• _STATED GOAL_: Rewrite the entries below, replacing every occurrence of "jersey" with "top" and keeping everything else the same. Leave the pictures out of your answer.

════════════════════

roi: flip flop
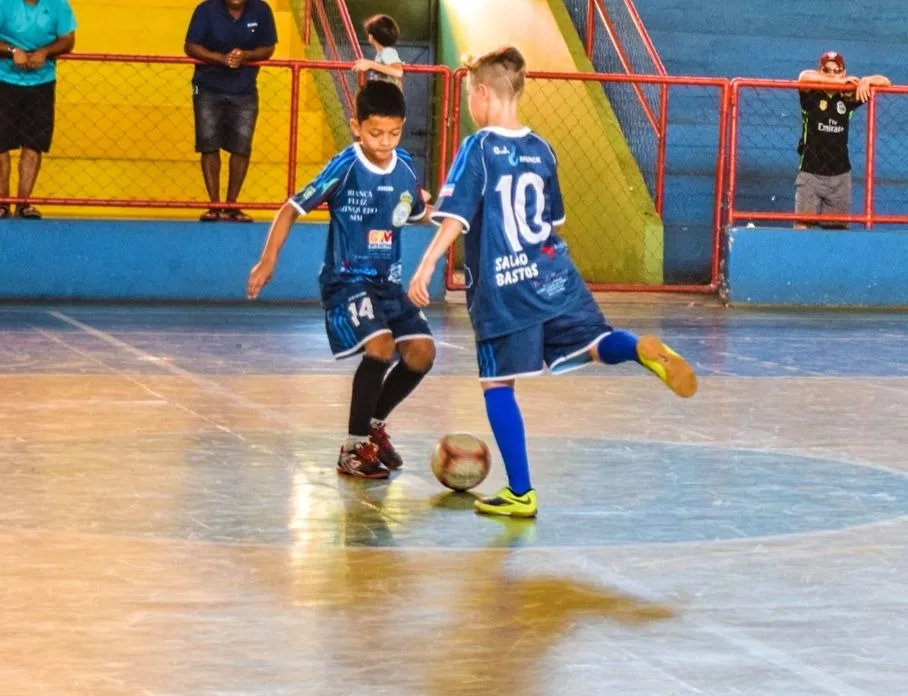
[199,208,224,222]
[16,203,41,220]
[223,208,253,222]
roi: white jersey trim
[480,126,533,138]
[353,143,398,174]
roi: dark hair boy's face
[350,116,406,167]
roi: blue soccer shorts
[476,296,612,381]
[322,283,432,360]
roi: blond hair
[464,46,527,99]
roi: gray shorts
[795,172,851,229]
[192,90,259,157]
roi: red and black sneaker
[337,441,391,478]
[369,423,404,471]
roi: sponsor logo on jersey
[391,191,413,227]
[369,230,394,251]
[492,145,517,167]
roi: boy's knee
[365,333,395,362]
[400,338,435,372]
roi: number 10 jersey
[432,128,590,340]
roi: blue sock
[596,331,640,365]
[483,387,533,495]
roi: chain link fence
[729,80,868,227]
[565,0,665,203]
[449,71,726,289]
[0,56,451,220]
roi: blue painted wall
[723,227,908,307]
[635,0,908,242]
[0,220,444,302]
[564,0,908,282]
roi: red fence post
[709,83,731,290]
[654,84,668,217]
[287,65,300,198]
[442,68,467,290]
[864,87,877,229]
[586,0,596,60]
[725,80,740,227]
[438,66,451,186]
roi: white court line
[569,561,872,696]
[48,311,308,429]
[32,327,245,442]
[435,338,466,350]
[33,311,888,696]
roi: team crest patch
[369,230,394,251]
[391,191,413,227]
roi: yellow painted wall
[35,0,335,219]
[439,0,663,284]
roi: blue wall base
[723,227,908,307]
[0,219,444,302]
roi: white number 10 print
[495,172,552,254]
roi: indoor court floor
[0,296,908,696]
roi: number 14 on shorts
[347,295,375,327]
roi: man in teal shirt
[0,0,76,219]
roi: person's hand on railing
[224,48,246,70]
[13,48,28,70]
[27,48,47,70]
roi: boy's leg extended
[325,285,395,478]
[545,296,697,397]
[474,324,543,517]
[370,286,435,469]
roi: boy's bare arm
[246,203,299,300]
[407,218,463,307]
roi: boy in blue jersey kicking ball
[247,81,435,479]
[409,47,697,517]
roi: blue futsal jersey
[290,143,426,289]
[432,128,589,341]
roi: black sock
[373,360,428,420]
[347,355,391,437]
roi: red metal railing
[446,69,730,293]
[585,0,668,215]
[0,53,452,210]
[725,78,880,228]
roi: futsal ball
[432,433,489,491]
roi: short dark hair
[356,80,407,123]
[466,46,527,99]
[363,15,400,46]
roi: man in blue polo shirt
[0,0,76,220]
[184,0,277,222]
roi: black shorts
[0,81,57,152]
[192,88,259,157]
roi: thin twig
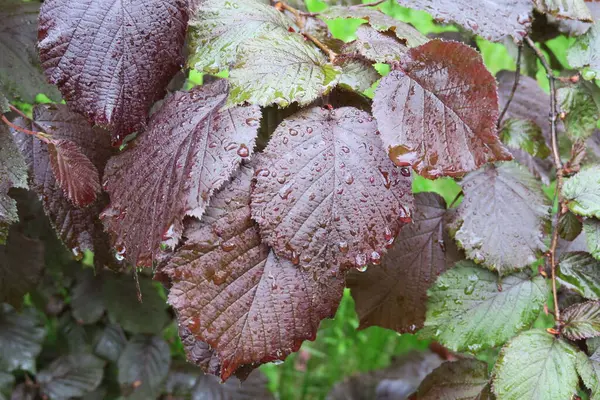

════════════════════

• _TASK ANSWER_:
roi: flip flop
[199,208,224,222]
[16,203,41,220]
[223,208,253,222]
roi: white top trim
[480,126,533,138]
[353,143,398,174]
roi: dark hair boy's face
[350,116,406,167]
roi: blue soccer shorts
[476,296,612,381]
[322,283,432,360]
roi: blond hair
[464,46,527,99]
roi: gray shorts
[795,172,851,229]
[192,90,259,157]
roi: red and black sneaker
[337,441,391,478]
[369,423,404,471]
roi: sponsor logo on top
[391,191,413,227]
[369,230,394,251]
[492,145,517,167]
roi: boy's knee
[365,333,395,362]
[400,338,435,372]
roi: number 10 top
[432,128,590,340]
roi: blue sock
[596,331,640,365]
[483,387,533,495]
roi: chain link fence
[729,80,868,227]
[565,0,665,203]
[449,71,726,289]
[0,56,451,220]
roi: blue painted wall
[723,227,908,307]
[635,0,908,242]
[0,220,444,302]
[564,0,908,282]
roi: red fence post
[709,83,731,290]
[654,84,668,217]
[287,65,300,198]
[442,68,467,290]
[864,87,877,229]
[586,0,596,60]
[725,80,740,227]
[438,66,451,186]
roi: white court line
[569,561,872,696]
[48,311,308,429]
[32,327,245,442]
[435,338,466,350]
[33,311,888,696]
roi: team crest patch
[369,230,394,251]
[391,191,413,227]
roi: yellow painted wall
[35,0,335,219]
[439,0,663,284]
roi: blue wall base
[723,227,908,307]
[0,219,444,302]
roi: white number 10 print
[495,172,552,254]
roi: indoor court floor
[0,296,908,696]
roi: number 14 on shorts
[347,295,375,327]
roi: man in teal shirt
[0,0,76,219]
roi: person's hand on railing
[224,48,246,70]
[13,48,28,70]
[27,48,47,70]
roi: boy's leg extended
[325,285,395,478]
[545,296,697,397]
[474,324,543,517]
[370,286,435,469]
roi: boy's bare arm
[246,203,299,300]
[407,218,463,307]
roi: boy in blue top kicking ball
[247,81,435,479]
[409,47,697,517]
roi: blue futsal top
[290,143,426,289]
[432,128,589,341]
roi: black sock
[373,360,428,420]
[347,355,391,437]
roi: red metal railing
[446,69,730,293]
[585,0,668,215]
[0,53,452,210]
[725,78,880,228]
roi: futsal ball
[432,433,489,491]
roi: short dark hair
[356,80,407,123]
[466,46,527,99]
[363,15,400,46]
roi: man in blue polo shirt
[0,0,76,220]
[184,0,277,222]
roi: black shorts
[0,81,57,152]
[192,88,259,157]
roi: thin twig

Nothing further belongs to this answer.